_Problem to solve_
State how many lines in the items below contain the string "numeral". Reply with the number alone.

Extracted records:
····················
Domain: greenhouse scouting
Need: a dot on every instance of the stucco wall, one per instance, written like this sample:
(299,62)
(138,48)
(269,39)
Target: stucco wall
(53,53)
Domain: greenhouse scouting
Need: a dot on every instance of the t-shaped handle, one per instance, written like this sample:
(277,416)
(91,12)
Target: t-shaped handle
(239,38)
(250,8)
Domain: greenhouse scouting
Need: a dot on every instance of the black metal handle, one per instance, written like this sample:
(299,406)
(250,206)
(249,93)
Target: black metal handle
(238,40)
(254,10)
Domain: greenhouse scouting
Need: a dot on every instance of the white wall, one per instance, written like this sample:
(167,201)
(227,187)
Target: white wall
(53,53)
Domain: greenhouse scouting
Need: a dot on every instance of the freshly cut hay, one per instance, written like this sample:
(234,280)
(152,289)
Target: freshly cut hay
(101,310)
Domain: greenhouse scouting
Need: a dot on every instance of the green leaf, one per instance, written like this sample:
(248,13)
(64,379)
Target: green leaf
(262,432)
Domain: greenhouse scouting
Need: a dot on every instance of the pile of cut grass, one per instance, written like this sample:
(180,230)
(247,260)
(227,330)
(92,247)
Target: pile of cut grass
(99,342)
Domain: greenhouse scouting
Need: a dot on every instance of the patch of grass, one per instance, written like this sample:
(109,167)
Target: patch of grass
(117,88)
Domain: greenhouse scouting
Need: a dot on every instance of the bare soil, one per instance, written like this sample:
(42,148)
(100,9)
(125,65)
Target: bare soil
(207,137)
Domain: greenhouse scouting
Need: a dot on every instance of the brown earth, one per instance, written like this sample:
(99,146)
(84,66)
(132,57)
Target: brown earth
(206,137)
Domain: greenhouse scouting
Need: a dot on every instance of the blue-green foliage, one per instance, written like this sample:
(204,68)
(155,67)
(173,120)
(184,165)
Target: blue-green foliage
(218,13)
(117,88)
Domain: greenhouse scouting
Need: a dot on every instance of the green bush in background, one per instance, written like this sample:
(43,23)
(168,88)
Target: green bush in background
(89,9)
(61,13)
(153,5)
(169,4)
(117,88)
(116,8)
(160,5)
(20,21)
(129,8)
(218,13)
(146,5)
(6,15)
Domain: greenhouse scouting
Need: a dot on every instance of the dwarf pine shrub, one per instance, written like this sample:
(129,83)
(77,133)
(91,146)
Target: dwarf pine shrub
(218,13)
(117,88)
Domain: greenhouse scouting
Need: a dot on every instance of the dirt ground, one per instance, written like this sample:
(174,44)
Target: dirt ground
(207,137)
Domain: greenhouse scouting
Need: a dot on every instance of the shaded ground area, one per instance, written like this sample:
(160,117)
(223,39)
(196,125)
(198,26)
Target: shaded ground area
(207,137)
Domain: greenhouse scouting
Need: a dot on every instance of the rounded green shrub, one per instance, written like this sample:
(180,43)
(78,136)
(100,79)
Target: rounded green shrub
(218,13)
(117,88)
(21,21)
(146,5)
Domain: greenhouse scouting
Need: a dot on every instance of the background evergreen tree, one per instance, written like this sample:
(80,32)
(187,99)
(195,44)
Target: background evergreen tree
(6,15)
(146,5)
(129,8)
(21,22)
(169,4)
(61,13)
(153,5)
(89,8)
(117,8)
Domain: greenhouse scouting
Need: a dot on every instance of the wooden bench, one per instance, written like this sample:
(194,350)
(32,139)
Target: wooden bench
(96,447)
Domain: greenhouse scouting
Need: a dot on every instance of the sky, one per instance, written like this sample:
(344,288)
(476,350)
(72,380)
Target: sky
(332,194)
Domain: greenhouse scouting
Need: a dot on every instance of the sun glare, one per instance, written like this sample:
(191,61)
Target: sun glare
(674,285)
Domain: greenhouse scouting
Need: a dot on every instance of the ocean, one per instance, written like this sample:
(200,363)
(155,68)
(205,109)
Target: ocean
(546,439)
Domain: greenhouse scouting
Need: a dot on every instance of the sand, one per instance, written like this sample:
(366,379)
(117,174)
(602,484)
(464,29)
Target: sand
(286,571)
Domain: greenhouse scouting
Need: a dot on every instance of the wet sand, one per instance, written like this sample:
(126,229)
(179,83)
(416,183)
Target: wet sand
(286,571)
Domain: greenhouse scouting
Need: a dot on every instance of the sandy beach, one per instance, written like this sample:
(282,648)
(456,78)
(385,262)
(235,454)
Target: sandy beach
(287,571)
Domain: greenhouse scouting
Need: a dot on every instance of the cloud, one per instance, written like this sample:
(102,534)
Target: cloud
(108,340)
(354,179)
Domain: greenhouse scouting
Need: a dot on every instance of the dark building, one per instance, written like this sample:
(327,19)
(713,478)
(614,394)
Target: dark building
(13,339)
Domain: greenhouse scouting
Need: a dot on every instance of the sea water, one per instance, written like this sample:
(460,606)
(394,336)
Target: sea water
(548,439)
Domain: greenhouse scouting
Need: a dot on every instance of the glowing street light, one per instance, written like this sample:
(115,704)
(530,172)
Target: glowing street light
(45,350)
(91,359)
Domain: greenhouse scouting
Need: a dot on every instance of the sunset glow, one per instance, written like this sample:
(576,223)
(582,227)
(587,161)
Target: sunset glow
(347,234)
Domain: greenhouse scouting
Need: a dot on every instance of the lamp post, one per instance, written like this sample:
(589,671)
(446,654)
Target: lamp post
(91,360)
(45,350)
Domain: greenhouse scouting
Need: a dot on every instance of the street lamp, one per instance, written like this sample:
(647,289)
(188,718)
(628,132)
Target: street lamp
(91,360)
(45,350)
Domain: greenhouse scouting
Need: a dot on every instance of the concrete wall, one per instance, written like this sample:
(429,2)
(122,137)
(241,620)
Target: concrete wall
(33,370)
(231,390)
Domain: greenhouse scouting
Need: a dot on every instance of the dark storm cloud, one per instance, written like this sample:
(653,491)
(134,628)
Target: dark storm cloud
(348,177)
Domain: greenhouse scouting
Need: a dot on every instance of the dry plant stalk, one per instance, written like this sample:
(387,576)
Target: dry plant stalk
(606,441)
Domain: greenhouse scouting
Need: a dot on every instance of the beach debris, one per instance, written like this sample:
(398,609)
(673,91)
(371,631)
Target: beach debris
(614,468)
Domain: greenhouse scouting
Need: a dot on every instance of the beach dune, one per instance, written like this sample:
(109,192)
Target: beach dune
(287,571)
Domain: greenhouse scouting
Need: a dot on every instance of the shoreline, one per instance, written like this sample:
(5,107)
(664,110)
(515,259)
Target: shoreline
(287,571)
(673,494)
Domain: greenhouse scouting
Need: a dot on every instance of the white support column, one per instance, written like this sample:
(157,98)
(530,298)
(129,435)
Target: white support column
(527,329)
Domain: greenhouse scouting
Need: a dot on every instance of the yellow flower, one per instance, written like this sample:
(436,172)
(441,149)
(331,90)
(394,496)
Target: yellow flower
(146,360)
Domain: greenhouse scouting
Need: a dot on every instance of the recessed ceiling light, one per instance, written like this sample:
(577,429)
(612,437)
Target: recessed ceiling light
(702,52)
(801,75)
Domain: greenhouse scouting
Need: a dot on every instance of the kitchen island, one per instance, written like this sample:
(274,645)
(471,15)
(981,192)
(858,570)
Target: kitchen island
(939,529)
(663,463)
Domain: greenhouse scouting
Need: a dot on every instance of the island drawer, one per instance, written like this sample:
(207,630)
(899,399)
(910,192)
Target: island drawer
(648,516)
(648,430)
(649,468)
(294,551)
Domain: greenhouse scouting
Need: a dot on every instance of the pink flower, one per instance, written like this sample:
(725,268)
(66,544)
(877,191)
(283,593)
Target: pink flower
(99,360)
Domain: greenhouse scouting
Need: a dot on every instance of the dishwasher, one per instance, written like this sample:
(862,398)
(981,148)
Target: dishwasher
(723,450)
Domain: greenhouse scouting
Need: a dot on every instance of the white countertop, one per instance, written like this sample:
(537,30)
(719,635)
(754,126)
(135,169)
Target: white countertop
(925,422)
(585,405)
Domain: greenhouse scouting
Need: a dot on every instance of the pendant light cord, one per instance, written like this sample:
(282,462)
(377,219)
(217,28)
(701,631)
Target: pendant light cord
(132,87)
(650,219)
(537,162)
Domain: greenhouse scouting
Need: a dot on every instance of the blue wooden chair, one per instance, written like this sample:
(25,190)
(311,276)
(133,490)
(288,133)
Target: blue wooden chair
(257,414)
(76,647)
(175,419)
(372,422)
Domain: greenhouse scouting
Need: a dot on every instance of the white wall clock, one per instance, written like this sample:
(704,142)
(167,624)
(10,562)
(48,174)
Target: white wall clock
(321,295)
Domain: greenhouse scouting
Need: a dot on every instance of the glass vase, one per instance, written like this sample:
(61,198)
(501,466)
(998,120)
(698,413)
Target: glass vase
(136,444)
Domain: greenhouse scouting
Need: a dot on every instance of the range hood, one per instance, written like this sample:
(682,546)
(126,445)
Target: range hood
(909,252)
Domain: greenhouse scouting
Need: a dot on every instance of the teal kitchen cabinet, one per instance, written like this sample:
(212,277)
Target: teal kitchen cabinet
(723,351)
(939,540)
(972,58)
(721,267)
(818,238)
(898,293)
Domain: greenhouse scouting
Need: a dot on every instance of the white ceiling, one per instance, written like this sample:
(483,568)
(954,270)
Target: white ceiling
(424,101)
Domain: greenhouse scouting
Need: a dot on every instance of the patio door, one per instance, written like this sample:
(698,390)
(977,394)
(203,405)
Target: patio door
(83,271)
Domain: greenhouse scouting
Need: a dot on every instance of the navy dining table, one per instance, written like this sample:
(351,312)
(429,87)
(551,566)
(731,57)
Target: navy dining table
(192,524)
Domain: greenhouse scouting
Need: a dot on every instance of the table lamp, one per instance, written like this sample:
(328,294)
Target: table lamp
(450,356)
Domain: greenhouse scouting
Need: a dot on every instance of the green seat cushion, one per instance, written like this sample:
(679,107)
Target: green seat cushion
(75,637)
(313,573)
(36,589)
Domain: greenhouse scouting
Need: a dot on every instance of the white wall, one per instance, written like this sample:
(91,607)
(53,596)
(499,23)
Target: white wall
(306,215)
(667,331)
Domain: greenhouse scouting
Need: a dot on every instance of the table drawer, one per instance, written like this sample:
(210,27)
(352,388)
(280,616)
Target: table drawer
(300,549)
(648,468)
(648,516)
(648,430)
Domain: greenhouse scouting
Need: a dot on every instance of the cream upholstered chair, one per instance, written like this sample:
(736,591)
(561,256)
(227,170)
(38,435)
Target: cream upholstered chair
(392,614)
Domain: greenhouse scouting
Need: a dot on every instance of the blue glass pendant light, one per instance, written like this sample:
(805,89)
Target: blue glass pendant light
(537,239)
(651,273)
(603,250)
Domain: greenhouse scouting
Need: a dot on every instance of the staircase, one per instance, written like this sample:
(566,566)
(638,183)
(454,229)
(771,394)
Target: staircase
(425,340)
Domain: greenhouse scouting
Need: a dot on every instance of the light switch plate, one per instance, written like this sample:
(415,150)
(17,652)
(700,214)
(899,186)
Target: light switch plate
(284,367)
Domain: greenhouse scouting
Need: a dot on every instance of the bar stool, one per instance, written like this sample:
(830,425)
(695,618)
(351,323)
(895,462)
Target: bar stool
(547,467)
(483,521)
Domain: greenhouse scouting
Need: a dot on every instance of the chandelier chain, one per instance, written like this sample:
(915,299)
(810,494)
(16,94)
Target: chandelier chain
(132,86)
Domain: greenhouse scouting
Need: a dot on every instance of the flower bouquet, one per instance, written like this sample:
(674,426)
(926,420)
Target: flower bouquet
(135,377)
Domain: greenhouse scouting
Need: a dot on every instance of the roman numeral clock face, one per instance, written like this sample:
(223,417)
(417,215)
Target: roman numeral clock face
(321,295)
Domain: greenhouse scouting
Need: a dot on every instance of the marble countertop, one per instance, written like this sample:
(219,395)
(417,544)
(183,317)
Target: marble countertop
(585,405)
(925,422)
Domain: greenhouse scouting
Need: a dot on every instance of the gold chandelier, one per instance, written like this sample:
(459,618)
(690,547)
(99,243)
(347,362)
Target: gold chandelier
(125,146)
····················
_Exercise output_
2